§ TEXT EXTRACT
========================

Kenneth Crab Jul 23, 2008

The Exiles
directed by Kent Mackenzie
Milestone Films, 1961

“I’m not going to let you know how scared I sometimes get of history and its ways,” declares Jackson Jackson, the young Spokane (Wash.) narrator of Sherman Alexie’s “What You Pawn I Will Redeem” (from Ten Little Indians), “I’m a strong man, and I know that silence is the best way of dealing with white folks.” The paradox of this rhetorical silence as an index of the incorrigible Native American knack for storytelling is captured to a T in Kent Mackenzie’s long-forgotten 1961 masterpiece The Exiles.

Co-presented by Alexie (with Charles Burnett) on the occasion of its first official release (courtesy of Milestone Films and UCLA, who did the impressive restoration job), this stealthy film is one of the screen’s great epic poems, and an L.A. movie unlike any other. The city’s Bunker Hill neighborhood – previously a setting of underworld vagaries in such fifties crime fables as M (Joseph Losey, 1951) and Kiss Me Deadly (Robert Aldrich, 1955) – is delineated through a shot rhythm that keeps pace with a loosely tied crew of Native American locals over a random twelve-hour nocturnal span. The camera traces these characters’ roaming, roving movements as if caught by an undulating urban tide, but the physicality of their whereabouts (frequently covered on foot, which makes manifest a ghostly, slo-mo La-la Land) serves a mapping of the mind – the ‘silent’ space-between of wandering.

The film occupies an uneasy middle ground between documentary and fiction. Though the story is scripted, location shooting has it unfold on the real home turf of the actors, who more or less play themselves (and retain their names). The introductory sequence is moreover rendered in ur-traditional documentary style. Over a montage of pictures that range from Edward S. Curtis photographs of tribal elders to stills of the protagonists culled from footage to follow, a voice-over summarily historicizes the Native American plight: their erstwhile displacement to reservations and, more recently, their young people’s exodus to the cities. Finally we are promised “the authentic account” of a night in the life of the post-reservation generation, focused on a representative group of individuals in Los Angeles. The start of the actual narrative implements a seismic shift in tone. Photographic abstraction gives way to cinematic flow, but the last few stills are freeze-frames from the film. This transition not only puts into question conventional historical representations of Native Americans (as an extinct species, consigned to archives and picture books), but also complicates the status of the filmmaker’s own evocation and record of their presence.

========================

§ RECORDS TO USE
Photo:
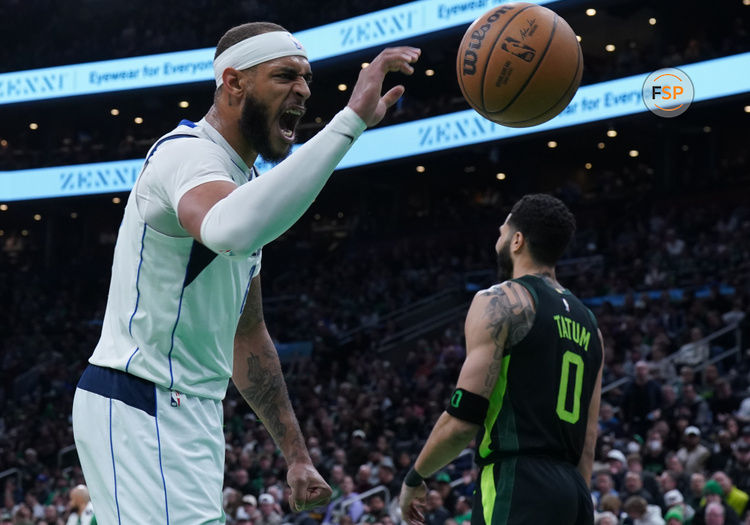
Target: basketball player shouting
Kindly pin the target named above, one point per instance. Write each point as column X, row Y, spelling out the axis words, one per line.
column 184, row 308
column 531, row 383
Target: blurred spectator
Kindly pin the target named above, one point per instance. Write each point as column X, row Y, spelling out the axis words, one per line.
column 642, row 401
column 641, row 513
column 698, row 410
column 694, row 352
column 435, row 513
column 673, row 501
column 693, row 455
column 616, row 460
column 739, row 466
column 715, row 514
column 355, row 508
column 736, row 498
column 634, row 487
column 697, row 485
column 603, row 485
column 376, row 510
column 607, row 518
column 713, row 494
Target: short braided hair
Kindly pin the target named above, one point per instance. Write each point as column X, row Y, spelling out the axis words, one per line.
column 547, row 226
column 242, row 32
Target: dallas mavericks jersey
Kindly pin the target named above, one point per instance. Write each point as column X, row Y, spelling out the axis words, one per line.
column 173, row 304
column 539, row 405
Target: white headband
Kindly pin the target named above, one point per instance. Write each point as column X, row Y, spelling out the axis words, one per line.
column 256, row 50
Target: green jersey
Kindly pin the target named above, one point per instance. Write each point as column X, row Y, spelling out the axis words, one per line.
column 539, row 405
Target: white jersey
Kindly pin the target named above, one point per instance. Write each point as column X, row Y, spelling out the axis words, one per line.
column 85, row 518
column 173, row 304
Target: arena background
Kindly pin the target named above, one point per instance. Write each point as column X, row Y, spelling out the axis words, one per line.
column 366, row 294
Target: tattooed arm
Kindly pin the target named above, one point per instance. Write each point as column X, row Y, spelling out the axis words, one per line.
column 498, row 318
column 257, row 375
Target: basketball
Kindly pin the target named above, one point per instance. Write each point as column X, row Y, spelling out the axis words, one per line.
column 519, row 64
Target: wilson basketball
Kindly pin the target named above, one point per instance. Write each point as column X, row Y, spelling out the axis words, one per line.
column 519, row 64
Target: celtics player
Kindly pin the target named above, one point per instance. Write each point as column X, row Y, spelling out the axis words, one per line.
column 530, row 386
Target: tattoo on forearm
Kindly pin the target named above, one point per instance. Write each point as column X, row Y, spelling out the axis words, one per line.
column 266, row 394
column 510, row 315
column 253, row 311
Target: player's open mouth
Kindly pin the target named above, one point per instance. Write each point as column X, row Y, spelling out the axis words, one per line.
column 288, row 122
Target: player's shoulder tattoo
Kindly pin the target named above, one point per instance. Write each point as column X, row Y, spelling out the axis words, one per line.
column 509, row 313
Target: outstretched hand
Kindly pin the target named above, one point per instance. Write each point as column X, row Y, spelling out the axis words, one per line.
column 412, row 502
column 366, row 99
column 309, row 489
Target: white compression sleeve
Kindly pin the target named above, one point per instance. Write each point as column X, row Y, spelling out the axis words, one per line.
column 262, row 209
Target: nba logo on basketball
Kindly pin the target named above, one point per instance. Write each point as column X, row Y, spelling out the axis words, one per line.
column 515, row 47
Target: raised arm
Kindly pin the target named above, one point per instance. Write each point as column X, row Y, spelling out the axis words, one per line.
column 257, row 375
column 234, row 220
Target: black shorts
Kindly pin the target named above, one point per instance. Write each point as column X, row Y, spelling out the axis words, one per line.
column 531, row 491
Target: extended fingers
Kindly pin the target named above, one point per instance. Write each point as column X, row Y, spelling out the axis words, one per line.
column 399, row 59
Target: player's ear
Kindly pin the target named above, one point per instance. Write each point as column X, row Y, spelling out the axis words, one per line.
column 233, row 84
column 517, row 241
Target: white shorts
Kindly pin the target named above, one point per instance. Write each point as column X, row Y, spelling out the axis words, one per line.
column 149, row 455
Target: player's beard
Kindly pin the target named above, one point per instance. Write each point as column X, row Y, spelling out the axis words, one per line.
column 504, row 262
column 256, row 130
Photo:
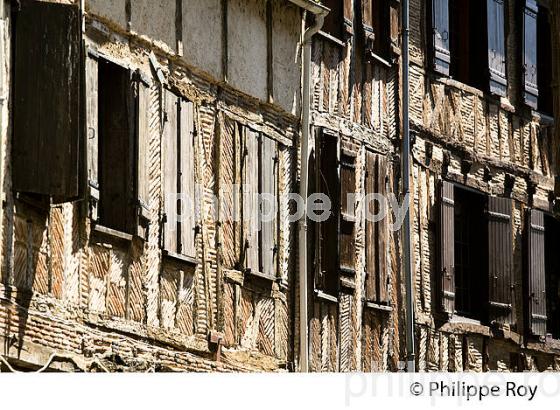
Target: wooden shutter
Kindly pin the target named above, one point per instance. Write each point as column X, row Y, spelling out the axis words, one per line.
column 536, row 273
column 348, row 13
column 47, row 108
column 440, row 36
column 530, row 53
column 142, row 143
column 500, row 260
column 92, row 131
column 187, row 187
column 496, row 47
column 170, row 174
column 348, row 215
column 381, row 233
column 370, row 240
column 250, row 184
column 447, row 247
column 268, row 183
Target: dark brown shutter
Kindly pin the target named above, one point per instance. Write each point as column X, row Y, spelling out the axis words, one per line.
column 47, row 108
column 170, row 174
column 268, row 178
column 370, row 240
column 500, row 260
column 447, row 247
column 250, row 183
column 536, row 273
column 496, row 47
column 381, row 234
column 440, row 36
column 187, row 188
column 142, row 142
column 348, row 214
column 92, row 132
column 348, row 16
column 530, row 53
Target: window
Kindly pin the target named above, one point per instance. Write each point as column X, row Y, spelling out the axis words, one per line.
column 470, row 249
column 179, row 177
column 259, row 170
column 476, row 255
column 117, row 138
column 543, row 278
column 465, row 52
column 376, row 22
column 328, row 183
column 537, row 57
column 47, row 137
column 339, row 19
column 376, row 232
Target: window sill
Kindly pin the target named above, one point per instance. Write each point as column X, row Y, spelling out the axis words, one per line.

========================

§ REQUIRED WORK
1/ Transcribe everything from "Kenneth Crab Jul" down to "masterpiece The Exiles." in the review of The Exiles.
2/ Rewrite the listing lines from the one containing "Target: white headband" down to the one containing "column 256, row 50", replacing "headband" with "sweatband" and leaving everything else unchanged. Output only those lines.

§ SOLUTIONS TO EACH TASK
1/
Kenneth Crab Jul 23, 2008

The Exiles
directed by Kent Mackenzie
Milestone Films, 1961

“I’m not going to let you know how scared I sometimes get of history and its ways,” declares Jackson Jackson, the young Spokane (Wash.) narrator of Sherman Alexie’s “What You Pawn I Will Redeem” (from Ten Little Indians), “I’m a strong man, and I know that silence is the best way of dealing with white folks.” The paradox of this rhetorical silence as an index of the incorrigible Native American knack for storytelling is captured to a T in Kent Mackenzie’s long-forgotten 1961 masterpiece The Exiles.

2/
Target: white sweatband
Kindly pin the target named above, one point per instance. Write each point as column X, row Y, spelling out the axis words, one per line.
column 256, row 50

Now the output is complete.